Trecho da página:
Manivela acha que houve
“progresso”. A terra, que não estava dando nada, agora está coberta de uma
grande lavoura de cana. Ao redor, o engenho e a fábrica fazendo progredir a
região. Um verdadeiro bem que acontece a custa da pequena trajetória do
sitiante do litoral: ele vende sua porção de terra porque não pode explorá-la;
com o dinheiro, compra uma carreta e uma junta de bois, querendo, com isto, ganhar
o seu sustento. Mas, a voracidade dos
estômagos e voragem grande também das
doenças o leva à venda da carreta e dos animais. E ei-lo despojado de tudo.
Manivela percebe que há um
bem e que há um mal nesse processo, não entende, porém, como isso é possível.

Registros fornecidos:

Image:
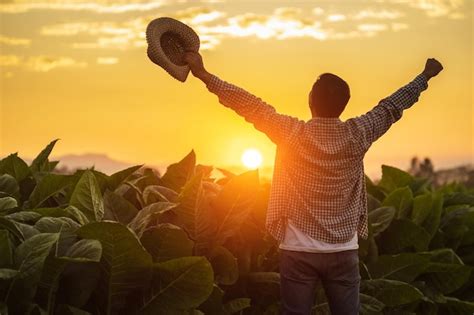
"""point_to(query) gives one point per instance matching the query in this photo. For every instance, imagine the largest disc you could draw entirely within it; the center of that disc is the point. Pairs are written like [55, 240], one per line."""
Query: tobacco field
[137, 242]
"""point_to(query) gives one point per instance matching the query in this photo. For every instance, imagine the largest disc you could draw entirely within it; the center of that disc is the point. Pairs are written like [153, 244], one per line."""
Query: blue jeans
[338, 273]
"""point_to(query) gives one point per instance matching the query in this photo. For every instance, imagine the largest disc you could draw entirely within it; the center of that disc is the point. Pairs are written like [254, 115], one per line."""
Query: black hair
[329, 95]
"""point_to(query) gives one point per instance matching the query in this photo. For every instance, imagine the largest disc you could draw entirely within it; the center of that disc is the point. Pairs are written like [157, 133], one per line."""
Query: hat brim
[167, 40]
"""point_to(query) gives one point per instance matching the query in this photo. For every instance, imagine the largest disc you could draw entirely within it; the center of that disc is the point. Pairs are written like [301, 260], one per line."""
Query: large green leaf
[24, 216]
[70, 212]
[6, 250]
[455, 306]
[14, 166]
[456, 224]
[87, 197]
[393, 178]
[370, 305]
[446, 271]
[234, 203]
[403, 234]
[224, 265]
[65, 226]
[236, 305]
[191, 202]
[180, 284]
[167, 241]
[403, 267]
[263, 285]
[401, 199]
[432, 221]
[391, 292]
[27, 230]
[29, 260]
[40, 163]
[12, 227]
[213, 305]
[9, 185]
[7, 203]
[83, 251]
[118, 208]
[179, 173]
[147, 214]
[381, 218]
[50, 185]
[125, 264]
[422, 205]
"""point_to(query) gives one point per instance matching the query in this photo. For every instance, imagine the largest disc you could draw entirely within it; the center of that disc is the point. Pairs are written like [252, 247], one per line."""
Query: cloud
[107, 60]
[40, 63]
[197, 15]
[435, 8]
[9, 60]
[12, 41]
[99, 6]
[372, 27]
[214, 26]
[377, 14]
[336, 17]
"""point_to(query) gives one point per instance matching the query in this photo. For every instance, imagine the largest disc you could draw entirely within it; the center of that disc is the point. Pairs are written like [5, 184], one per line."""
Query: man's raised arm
[372, 125]
[279, 128]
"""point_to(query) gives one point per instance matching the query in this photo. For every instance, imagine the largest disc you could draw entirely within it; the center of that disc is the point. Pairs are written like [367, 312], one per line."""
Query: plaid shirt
[318, 179]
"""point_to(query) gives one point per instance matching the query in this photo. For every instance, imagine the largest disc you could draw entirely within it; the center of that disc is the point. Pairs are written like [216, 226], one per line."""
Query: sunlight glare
[252, 158]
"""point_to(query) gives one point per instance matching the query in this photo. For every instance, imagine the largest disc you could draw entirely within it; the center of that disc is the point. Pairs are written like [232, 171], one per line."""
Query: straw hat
[168, 39]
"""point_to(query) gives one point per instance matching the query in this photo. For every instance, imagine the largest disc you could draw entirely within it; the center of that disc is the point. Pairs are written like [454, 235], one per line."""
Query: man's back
[318, 183]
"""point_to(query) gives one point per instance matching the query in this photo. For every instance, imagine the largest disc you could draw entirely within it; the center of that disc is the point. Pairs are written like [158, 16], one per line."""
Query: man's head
[329, 96]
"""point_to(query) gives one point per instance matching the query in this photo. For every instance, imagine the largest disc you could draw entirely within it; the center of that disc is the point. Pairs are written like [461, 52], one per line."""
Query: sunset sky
[77, 70]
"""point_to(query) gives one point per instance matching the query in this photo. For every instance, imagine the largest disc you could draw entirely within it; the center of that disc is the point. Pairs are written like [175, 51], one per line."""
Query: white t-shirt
[296, 240]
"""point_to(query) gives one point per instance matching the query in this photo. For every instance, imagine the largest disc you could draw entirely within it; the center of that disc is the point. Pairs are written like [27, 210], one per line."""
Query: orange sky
[77, 70]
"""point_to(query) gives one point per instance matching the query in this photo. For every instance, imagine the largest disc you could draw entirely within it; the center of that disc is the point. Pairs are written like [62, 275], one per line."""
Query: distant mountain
[100, 162]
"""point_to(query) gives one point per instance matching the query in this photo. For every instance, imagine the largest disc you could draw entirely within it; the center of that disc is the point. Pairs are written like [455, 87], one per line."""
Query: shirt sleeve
[279, 128]
[372, 125]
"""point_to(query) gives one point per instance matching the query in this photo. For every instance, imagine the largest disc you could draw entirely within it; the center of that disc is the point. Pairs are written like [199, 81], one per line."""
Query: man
[318, 207]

Enunciado:
Responda a estas perguntas sobre o trecho da página:
1. O que cobre agora a terra que não estava dando nada?
2. O que o sitiante compra com o dinheiro da venda da sua porção de terra?
3. O que o leva a vender a carreta e os animais?

Resposta da tarefa:
1. Uma grande lavoura de cana.
2. Uma carreta e uma junta de bois.
3. A voracidade dos estômagos e a voragem grande das doenças.